------ Information shown

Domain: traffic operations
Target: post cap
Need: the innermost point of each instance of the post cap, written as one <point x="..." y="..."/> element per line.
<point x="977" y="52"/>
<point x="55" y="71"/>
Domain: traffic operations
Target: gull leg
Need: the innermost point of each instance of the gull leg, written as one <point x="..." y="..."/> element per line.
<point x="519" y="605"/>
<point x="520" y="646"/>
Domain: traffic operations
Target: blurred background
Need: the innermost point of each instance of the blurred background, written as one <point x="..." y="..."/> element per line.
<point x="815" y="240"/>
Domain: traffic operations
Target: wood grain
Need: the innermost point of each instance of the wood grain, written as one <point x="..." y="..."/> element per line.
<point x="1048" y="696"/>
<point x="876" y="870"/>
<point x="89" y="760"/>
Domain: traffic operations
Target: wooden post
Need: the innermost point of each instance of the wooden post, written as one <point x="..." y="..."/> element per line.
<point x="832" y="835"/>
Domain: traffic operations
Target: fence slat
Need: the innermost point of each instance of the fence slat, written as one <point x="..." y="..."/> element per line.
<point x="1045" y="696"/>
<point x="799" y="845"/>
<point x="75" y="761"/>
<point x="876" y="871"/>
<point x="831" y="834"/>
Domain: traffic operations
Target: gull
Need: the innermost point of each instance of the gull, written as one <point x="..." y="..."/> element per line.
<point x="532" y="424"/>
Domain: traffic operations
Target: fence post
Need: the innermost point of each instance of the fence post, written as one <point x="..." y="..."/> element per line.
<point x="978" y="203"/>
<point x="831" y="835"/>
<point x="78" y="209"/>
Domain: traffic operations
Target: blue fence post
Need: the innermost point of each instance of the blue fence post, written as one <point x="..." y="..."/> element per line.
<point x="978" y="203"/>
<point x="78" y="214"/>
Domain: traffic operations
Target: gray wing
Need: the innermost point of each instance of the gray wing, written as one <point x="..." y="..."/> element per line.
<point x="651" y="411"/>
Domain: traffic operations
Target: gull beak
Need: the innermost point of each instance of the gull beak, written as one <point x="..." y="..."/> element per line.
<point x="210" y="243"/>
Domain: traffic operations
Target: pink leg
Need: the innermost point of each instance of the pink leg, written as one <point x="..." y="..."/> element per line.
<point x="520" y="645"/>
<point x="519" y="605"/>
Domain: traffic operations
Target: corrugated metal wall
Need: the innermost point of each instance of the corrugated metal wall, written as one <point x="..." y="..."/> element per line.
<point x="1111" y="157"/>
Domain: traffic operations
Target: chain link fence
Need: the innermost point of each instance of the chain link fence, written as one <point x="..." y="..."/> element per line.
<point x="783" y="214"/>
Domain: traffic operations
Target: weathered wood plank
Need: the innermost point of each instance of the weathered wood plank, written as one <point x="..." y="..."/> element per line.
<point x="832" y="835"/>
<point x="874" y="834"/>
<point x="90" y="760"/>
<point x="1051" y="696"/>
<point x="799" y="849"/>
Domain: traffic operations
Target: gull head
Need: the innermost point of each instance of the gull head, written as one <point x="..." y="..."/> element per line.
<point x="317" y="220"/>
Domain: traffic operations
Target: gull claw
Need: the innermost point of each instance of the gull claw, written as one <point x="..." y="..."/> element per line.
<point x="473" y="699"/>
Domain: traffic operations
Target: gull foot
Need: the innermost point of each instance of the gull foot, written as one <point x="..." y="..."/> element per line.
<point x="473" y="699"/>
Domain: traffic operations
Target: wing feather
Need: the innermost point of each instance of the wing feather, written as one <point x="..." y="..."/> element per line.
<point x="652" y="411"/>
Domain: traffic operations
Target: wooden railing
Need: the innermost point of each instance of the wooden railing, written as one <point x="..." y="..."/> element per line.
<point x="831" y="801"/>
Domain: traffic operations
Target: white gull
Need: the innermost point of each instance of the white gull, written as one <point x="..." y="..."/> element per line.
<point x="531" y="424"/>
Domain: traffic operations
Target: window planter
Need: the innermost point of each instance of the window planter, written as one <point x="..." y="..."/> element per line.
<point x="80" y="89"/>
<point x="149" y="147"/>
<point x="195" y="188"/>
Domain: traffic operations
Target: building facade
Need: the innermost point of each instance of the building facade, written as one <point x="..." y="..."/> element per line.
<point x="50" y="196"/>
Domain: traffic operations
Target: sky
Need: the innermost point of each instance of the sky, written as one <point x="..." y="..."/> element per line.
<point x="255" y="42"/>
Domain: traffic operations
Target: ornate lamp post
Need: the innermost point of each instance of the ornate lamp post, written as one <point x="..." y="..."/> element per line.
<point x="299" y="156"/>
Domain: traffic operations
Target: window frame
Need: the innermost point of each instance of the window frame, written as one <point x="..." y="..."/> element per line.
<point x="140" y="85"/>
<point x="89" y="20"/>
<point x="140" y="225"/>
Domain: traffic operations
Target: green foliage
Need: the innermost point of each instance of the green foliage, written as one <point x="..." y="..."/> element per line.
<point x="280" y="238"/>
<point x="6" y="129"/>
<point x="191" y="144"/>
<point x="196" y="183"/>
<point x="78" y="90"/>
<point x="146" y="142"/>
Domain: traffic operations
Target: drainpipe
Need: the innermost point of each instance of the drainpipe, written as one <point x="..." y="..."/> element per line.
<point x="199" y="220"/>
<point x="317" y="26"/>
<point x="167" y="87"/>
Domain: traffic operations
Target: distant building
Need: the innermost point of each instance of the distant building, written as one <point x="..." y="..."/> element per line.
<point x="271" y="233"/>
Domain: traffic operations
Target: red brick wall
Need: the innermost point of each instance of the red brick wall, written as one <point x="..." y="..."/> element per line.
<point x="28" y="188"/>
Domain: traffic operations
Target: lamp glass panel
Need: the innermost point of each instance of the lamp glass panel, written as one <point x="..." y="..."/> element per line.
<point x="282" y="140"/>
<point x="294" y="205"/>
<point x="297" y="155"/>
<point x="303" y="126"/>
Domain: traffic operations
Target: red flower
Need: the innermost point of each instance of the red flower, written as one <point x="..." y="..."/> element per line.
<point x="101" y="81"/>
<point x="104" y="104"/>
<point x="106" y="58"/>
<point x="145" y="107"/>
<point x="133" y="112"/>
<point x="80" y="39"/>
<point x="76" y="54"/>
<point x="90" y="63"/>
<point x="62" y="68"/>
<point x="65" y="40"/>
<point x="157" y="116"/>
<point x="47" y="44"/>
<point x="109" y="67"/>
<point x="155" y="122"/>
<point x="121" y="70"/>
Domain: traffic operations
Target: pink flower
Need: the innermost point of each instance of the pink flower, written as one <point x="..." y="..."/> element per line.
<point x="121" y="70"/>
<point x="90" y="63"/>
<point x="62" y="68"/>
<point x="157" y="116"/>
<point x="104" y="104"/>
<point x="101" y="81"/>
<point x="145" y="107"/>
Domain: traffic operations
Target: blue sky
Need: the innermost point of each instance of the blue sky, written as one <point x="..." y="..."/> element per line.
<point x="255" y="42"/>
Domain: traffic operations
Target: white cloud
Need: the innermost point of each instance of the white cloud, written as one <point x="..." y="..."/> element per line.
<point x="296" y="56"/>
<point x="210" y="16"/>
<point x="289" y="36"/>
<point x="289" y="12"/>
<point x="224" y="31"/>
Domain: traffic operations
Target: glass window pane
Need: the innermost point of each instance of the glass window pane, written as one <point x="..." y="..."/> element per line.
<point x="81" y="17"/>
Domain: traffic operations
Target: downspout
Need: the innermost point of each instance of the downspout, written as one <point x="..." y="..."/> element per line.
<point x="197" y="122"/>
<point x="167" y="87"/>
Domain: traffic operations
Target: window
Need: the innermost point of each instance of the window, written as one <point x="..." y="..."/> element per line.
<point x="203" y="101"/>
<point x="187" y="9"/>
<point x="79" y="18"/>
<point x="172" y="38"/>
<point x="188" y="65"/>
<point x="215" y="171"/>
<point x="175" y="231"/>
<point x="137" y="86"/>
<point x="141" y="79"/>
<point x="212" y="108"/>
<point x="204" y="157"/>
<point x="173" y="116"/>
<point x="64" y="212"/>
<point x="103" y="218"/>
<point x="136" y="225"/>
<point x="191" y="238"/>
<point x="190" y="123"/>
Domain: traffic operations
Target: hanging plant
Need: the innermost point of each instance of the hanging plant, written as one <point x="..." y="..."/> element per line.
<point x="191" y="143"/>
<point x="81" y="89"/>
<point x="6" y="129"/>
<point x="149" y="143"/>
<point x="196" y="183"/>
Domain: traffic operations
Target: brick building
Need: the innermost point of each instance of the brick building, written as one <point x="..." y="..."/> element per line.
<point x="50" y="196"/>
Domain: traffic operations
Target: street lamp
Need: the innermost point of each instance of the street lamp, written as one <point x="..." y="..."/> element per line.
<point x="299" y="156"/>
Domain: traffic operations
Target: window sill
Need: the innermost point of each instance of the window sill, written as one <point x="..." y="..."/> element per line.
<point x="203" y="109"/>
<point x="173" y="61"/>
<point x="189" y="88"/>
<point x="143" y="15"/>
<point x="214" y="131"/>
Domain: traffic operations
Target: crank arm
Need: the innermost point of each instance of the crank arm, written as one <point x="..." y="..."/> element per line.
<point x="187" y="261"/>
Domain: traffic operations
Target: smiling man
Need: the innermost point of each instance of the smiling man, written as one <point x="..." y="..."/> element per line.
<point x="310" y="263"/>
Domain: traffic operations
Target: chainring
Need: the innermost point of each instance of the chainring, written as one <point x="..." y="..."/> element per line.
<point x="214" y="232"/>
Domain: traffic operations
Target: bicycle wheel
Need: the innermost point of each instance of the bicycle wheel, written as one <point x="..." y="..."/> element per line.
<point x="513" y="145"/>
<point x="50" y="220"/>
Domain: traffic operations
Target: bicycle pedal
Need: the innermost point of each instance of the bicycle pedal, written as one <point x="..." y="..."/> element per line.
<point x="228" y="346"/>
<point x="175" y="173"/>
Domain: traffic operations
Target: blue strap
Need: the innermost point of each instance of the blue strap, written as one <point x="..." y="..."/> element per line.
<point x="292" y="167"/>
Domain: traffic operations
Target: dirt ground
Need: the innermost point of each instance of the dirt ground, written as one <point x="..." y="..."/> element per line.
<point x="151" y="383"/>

------------

Problem statement:
Count the lines in the items above that contain the string "plank", treating uppercase and lowercase as different. Reply with the number alone.

Response:
2